--- START Data provided ---

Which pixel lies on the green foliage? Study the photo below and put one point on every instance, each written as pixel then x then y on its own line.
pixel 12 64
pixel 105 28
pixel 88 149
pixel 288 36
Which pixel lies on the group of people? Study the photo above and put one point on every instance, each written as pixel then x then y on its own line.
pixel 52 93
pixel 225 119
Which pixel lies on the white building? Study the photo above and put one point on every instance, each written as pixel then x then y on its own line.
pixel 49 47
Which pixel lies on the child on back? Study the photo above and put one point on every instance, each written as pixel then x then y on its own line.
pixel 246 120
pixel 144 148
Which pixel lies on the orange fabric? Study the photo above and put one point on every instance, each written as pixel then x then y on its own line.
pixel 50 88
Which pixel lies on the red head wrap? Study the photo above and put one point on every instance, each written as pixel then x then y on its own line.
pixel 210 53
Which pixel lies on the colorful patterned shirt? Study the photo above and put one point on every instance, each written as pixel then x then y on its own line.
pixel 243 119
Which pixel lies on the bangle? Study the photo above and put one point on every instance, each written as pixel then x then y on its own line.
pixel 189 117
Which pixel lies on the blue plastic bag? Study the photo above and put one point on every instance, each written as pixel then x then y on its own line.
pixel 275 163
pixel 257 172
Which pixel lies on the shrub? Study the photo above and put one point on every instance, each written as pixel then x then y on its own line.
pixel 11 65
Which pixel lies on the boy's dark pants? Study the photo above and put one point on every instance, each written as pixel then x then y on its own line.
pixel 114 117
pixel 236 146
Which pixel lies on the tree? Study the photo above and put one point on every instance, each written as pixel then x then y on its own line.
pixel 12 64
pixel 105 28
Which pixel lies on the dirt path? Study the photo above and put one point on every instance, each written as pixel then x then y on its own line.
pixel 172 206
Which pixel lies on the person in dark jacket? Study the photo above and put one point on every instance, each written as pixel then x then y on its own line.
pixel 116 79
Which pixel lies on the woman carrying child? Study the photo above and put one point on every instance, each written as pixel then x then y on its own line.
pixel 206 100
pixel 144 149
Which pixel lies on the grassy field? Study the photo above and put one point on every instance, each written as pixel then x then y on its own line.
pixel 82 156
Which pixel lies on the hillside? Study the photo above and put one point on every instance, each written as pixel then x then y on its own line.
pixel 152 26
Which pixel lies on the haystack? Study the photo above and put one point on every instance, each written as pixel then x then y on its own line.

--- END Data provided ---

* Task *
Reproduce verbatim the lines of the data above, beginning at the line that contains "Which pixel lies on the tree?" and stopping after the line that contains "pixel 116 79".

* Solution for this problem *
Which pixel lies on the tree? Study the photo above and put one point on every instance, each written as pixel then x then y on its own line.
pixel 12 64
pixel 105 28
Which pixel lies on the dirt path? Study the photo above and put one point on every instance, each written as pixel then x then y on its own line.
pixel 172 206
Which pixel lies on the person in dark jacket? Study the photo above and put one point on every instance, each written as pixel then x then y on its own line.
pixel 116 79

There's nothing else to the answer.